__Your goal__:
Reproduce every row below character for character, omitting the pictures.

_ _ _ _ _ _ _

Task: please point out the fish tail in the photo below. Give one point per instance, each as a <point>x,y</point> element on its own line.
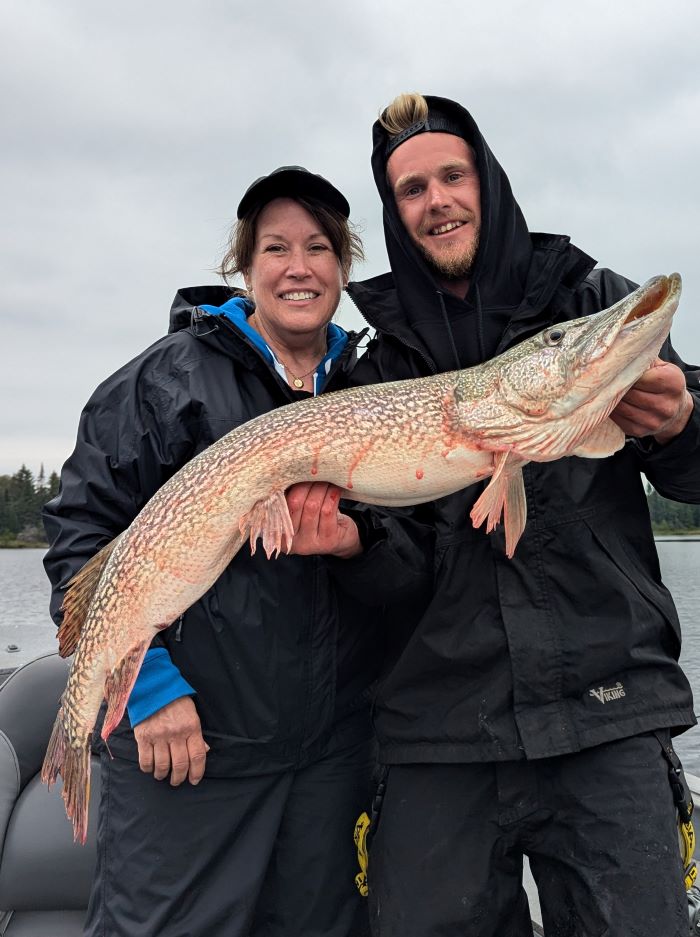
<point>119,684</point>
<point>72,762</point>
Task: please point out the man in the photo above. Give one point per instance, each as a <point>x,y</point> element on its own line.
<point>495,728</point>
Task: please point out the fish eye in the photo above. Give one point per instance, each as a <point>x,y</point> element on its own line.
<point>554,336</point>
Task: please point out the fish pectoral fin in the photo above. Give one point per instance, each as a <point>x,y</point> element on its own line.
<point>504,495</point>
<point>76,601</point>
<point>269,520</point>
<point>605,439</point>
<point>119,684</point>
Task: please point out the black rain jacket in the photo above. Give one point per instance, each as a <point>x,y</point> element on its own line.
<point>575,641</point>
<point>282,653</point>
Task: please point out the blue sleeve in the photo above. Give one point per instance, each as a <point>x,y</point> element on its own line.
<point>159,682</point>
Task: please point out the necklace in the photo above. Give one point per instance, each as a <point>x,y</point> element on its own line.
<point>297,379</point>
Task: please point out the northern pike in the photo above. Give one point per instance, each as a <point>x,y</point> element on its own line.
<point>398,443</point>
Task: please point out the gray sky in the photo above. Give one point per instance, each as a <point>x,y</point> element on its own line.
<point>130,131</point>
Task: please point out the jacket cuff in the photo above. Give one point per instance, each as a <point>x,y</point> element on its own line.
<point>159,682</point>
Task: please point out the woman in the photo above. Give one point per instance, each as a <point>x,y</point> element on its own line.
<point>253,705</point>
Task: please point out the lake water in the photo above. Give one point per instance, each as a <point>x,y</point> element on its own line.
<point>25,622</point>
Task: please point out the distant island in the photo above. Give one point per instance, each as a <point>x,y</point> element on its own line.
<point>22,497</point>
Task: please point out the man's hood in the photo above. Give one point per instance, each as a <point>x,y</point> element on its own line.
<point>448,331</point>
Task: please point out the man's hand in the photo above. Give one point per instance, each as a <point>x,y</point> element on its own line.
<point>319,527</point>
<point>170,742</point>
<point>658,405</point>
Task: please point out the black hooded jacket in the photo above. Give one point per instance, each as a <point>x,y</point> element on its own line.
<point>282,653</point>
<point>574,641</point>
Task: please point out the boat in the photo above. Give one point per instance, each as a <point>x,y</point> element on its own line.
<point>45,877</point>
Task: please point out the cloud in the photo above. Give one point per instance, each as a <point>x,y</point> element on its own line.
<point>133,129</point>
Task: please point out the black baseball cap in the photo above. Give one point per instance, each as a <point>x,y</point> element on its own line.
<point>290,181</point>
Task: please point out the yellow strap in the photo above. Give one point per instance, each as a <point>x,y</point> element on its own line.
<point>360,837</point>
<point>686,837</point>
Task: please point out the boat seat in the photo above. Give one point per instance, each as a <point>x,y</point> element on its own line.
<point>44,876</point>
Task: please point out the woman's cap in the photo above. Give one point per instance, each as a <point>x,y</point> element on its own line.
<point>291,181</point>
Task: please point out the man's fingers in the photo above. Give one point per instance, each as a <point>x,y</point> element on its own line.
<point>161,760</point>
<point>179,761</point>
<point>329,521</point>
<point>197,750</point>
<point>296,499</point>
<point>145,755</point>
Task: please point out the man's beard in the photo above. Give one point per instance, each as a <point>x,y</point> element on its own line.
<point>454,264</point>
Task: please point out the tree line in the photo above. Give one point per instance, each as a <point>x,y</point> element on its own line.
<point>22,497</point>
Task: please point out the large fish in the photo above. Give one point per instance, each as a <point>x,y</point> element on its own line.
<point>398,443</point>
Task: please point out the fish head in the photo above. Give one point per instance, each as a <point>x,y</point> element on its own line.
<point>599,357</point>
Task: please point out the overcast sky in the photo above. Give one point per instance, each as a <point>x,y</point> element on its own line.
<point>131,129</point>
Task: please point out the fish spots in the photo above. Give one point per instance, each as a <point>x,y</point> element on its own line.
<point>359,456</point>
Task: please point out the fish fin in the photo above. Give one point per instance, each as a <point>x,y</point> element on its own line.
<point>73,764</point>
<point>605,439</point>
<point>119,684</point>
<point>269,519</point>
<point>504,495</point>
<point>76,601</point>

_ _ _ _ _ _ _

__Finished task__:
Task: please point out the fish tail in the photo below. Give one point per instance, each as a <point>x,y</point> element on its own line.
<point>119,684</point>
<point>72,762</point>
Task: please point out the man in the photo above. Give one point per instance, each as a <point>x,y</point> element on its own line.
<point>495,728</point>
Task: please point out the fish eye in the photo above. Give one point per instance, each as a <point>x,y</point> element on its own line.
<point>554,336</point>
Task: please point out the fish pectoral fin in the photo above. Give one point per instance, each as a <point>x,y</point> element on its own line.
<point>504,495</point>
<point>76,601</point>
<point>269,520</point>
<point>605,439</point>
<point>119,684</point>
Task: please point out the black rain jacket in the photo above. Give one point per instance, each as a <point>x,y</point> element on its own line.
<point>575,641</point>
<point>282,653</point>
Task: please point out the blue sleeve in the photo above. Give one point per instance, each as a <point>x,y</point> element on its own line.
<point>159,682</point>
Task: please point out the necklace in the photo above. Give one point per instance, each as a <point>x,y</point> element on its own line.
<point>297,379</point>
Task: please point out the northern pike in the photo above. Give one point per instance, each as a <point>x,y</point> element on its own line.
<point>398,443</point>
Task: please point out the gray sky in the photo above. Give one point per instance, each as a <point>x,y</point> element on its own line.
<point>130,131</point>
Task: please point out the jacket cuff in the photo above. Give one point per instance, each as a <point>x,y</point> element on its own line.
<point>159,682</point>
Task: please point out the woman in the photo above. Give one point per instance, each as a <point>x,y</point> element on its own line.
<point>253,705</point>
Task: please point out the lake water in the photo above. Give one point per instance, each as a <point>x,y</point> element on its own line.
<point>25,622</point>
Task: please point out the distant island in the photo above. Give one point per instance, each as a <point>x,y</point> element on its own line.
<point>22,497</point>
Task: please point out the man's hood in the photo above. Give one point per instance, each as a <point>x,y</point> element on its own line.
<point>448,331</point>
Task: please point out the man's hand in the photo above. Give one point per instance, each as a <point>x,y</point> element on its own line.
<point>319,527</point>
<point>170,742</point>
<point>658,405</point>
Task: please point out the black hooded jacket in the photo above. Give one point per instance, each as a <point>x,y</point> element on its own line.
<point>282,653</point>
<point>574,641</point>
Task: please point out the boat in the photo above. Give one point per instance, each as a <point>x,y</point> element on its own line.
<point>45,877</point>
Task: please point out the cloud in the photo above. Give one point per instance, each as a <point>x,y</point> element on its own line.
<point>133,129</point>
Task: please point out the black baseball cap in the photo above. Give one point per instance, each as a <point>x,y</point> element on its own line.
<point>290,181</point>
Task: please point out the yellow strap in the photo above. Give one point per instance, each as a <point>x,y</point> element on its own line.
<point>360,837</point>
<point>686,837</point>
Task: please point out the boat seat in the photo above. Give one point per instance, each as a <point>x,y</point> element on its own line.
<point>44,876</point>
Task: please point out the woman's cap in the photo above. Give one point per instance, each as a <point>x,y</point> element on its own line.
<point>291,181</point>
Task: please point out the man's fingers in the photo above. Give one point per instance, each as a <point>x,y</point> element on its own line.
<point>161,760</point>
<point>179,761</point>
<point>329,521</point>
<point>197,750</point>
<point>296,499</point>
<point>145,755</point>
Task: please point out the man's beard in the photo above. Give one point per instance, each as a <point>x,y</point> element on its own line.
<point>454,264</point>
Task: please point out the tree line in the photo above. Give one point per instance, each as a <point>x,y</point> element on its own line.
<point>22,497</point>
Task: please point out the large fish in the photo above. Give one point per instance, each as a <point>x,y</point> element on its own line.
<point>398,443</point>
Task: please point out the fish head in the photo above. Give one point per instance, each as a <point>x,y</point> element on its own line.
<point>599,357</point>
Task: please point out the overcast sky in the photo above. Give one point per instance, each as a <point>x,y</point> element on its own line.
<point>131,129</point>
Task: please point out the fish spots in the photo above. Give one point per instance, each as a <point>x,y</point> element on its own line.
<point>359,456</point>
Task: please point out the fish fin in the photo above. Give one point per instance, each as a <point>x,y</point> element on its own line.
<point>73,764</point>
<point>605,439</point>
<point>119,684</point>
<point>269,519</point>
<point>504,495</point>
<point>76,601</point>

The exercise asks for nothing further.